YOUR ASSIGNMENT: The lines to retype run from the one containing "If you could point at the window" through the end of the listing below. Reproduce them exactly, leaving out pictures.

TASK MATERIAL:
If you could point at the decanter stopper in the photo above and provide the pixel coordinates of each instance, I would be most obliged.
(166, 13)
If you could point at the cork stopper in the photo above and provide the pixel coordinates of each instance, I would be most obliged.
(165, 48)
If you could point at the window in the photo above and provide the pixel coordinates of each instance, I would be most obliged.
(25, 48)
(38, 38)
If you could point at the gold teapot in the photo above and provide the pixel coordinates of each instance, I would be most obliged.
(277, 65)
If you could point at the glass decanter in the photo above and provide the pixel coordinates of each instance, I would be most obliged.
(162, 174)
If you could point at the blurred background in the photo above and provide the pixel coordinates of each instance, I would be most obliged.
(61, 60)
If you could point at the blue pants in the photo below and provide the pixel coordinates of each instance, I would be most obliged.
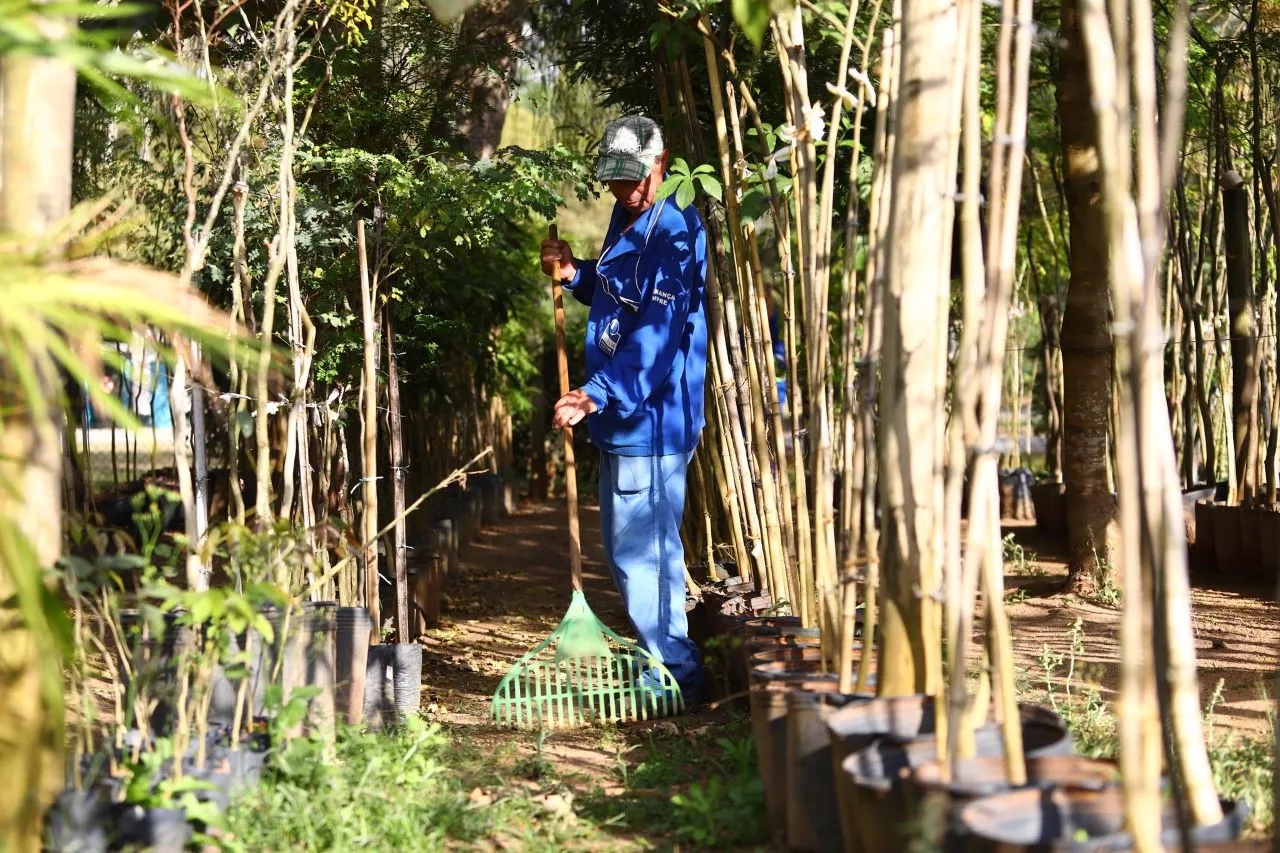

COMPLETED EXERCISE:
If you could point at the window in the photo above and provide the pixel coordinates of each instance, I would be most obliged.
(25, 48)
(38, 38)
If you could point at the gold teapot in the photo above and provide the pixel coordinates of each instance, I would be most obliged.
(277, 65)
If you could point at the glass decanter in the photo above and provide the pixel coordinates of each instance, I would be most obliged.
(162, 174)
If you could point at the blurred background in the photo above and provide the pixel coordinates of each instance, I would be most obliged.
(61, 60)
If you could point at the blue pants in the photo below and provide the pixel coordinates of each instance, I would be most obliged.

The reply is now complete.